● **Try it**
Leave out the pictures and copy each record below exactly.

● **Supplied records**

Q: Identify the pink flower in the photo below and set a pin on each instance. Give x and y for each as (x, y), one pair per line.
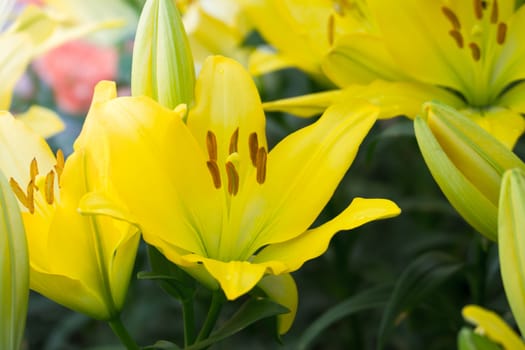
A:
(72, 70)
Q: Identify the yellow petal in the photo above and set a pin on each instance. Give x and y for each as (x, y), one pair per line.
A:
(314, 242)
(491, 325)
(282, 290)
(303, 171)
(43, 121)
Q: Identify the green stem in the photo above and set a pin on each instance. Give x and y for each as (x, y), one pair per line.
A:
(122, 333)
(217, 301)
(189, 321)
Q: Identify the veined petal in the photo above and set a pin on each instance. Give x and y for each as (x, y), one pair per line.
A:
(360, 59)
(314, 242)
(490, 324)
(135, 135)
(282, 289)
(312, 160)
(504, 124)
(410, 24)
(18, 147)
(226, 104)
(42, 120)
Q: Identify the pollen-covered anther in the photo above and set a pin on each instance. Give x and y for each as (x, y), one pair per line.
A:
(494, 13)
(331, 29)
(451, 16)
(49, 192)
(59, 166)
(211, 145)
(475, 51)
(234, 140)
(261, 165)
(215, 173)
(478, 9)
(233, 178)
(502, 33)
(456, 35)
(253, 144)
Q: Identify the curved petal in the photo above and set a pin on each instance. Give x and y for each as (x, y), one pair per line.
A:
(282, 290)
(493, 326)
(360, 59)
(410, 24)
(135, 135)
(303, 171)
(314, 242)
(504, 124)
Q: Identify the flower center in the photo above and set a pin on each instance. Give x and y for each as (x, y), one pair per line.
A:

● **Exercise answer**
Q: Identify the pink flower in the photo below and set a pin on each instance. Give x and y for each as (x, y), one pair per line.
A:
(72, 70)
Q: Identify the yellow petal in the photo above and set a pin on each instance. Give x and y for each as (x, y), one pair per line.
A:
(314, 242)
(491, 325)
(282, 290)
(303, 171)
(43, 121)
Q: Identify the green stem in the photo above and set a pin on each instance. Give x and y for each as (x, y), one pair per line.
A:
(122, 333)
(217, 301)
(189, 321)
Q: Identify the veined petal in the photo above and set a pin on each instance. Give x and y for each as (x, y), one pair per line.
A:
(360, 59)
(314, 242)
(490, 324)
(135, 135)
(282, 289)
(312, 160)
(504, 124)
(410, 24)
(18, 147)
(226, 104)
(42, 120)
Q: Identify the pollen-covered anther in the photo above and set a pin on each instance. Give x and y for each as (x, y), one pair per line.
A:
(494, 13)
(331, 29)
(451, 16)
(49, 192)
(59, 166)
(211, 145)
(475, 51)
(234, 140)
(261, 165)
(215, 173)
(478, 9)
(233, 178)
(502, 33)
(456, 35)
(253, 144)
Q: Identify the curved petal in the photo above and set a pin on each instance. Give x and y for each as (x, y), one pair per line.
A:
(282, 290)
(493, 326)
(360, 59)
(410, 24)
(135, 135)
(303, 171)
(314, 242)
(504, 124)
Q: Identify the flower center in the photo above and set a pin on each instance. Give x and y for each as (x, y), one pair per line.
A:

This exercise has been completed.